Pierce Brosnan reportedly said that he was deeply shocked and saddened to learn the pan masala product he was advertising may include ingredients that can cause cancer.
Mumbai: The association was intended to make waves, and it did for all the wrong reasons. Earlier this month, gobsmacked users trolled Pan Bahar, the indigenous mouth freshener brand, over its association with one of the most iconic James Bond actors of all time, Pierce Brosnan. Now, it looks as though the endorsement has left Bond, shaken and stirred, as well. In a report which appeared on People.com on Thursday, Brosnan said that he was “deeply shocked and saddened” about the events following his controversial participation in the endorsement of Pan Bahar.

Information shown:
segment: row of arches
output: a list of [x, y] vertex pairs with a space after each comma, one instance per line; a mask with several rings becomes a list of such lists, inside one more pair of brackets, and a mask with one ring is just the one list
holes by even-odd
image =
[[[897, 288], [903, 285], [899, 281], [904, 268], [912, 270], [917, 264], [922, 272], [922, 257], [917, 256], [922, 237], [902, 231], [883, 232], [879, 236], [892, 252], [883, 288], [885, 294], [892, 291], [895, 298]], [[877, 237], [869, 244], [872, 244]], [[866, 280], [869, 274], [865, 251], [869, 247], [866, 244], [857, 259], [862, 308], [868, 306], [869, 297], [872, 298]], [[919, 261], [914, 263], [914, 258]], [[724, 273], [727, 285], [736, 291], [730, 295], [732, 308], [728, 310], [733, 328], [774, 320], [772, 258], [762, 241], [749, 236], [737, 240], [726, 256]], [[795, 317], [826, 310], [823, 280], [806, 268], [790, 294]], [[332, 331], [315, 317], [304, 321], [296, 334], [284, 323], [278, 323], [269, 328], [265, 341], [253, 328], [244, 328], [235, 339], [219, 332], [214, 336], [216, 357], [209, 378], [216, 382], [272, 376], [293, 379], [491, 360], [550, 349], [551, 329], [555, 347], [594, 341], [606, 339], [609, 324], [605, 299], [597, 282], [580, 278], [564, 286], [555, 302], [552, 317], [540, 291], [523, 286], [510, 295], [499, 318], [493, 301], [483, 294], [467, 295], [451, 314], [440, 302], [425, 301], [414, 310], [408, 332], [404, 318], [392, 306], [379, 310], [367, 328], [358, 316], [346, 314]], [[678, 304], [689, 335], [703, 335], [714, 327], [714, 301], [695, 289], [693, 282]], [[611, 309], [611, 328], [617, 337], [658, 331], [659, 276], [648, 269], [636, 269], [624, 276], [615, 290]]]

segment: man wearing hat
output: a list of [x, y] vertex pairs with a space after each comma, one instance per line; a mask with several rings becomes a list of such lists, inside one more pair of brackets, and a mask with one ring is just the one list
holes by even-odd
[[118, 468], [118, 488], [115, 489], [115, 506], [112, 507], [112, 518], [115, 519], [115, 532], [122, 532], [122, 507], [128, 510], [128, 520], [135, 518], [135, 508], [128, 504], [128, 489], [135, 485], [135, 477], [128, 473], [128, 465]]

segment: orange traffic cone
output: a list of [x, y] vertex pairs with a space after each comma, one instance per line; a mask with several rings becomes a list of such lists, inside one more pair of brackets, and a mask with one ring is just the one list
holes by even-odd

What this task involves: Carry on the article about Pierce Brosnan and the Pan Bahar endorsement from its last sentence. None of the entries are needed for this.

Solved exercise:
In the report, published on the website for People magazine, an American weekly from Time Inc., Brosnan said that he had the greatest love and affection for India and its people. “As a man who has spent decades championing women’s healthcare and environmental protection, I was distressed to learn of Pan Bahar’s unauthorized and deceptive use of my image to endorse their range of pan masala products,” the report said.
Brosnan’s statement, as quoted by the report, went on to clarify that his contract detailed that he was to advertise a “breath freshener/tooth whitener”, which wouldn’t include an ingredient that turns saliva red. Moreover, the statement emphasised, that he agreed to advertise a single product only, and that it was presented as “all-natural containing neither tobacco, supari, nor any other harmful ingredient”.
“Having endured, in my own personal life, the loss of my first wife and daughter as well as numerous friends to cancer, I am fully committed to supporting women’s healthcare and research programs that improve human health and alleviate suffering,” he said.
According to the report, the James Bond actor demanded that the company remove his image from all their products, as Pan Bahar had “grossly manipulated” media outlets to falsely present him as a brand ambassador for their entire line of products, which was “in violation of my contract”.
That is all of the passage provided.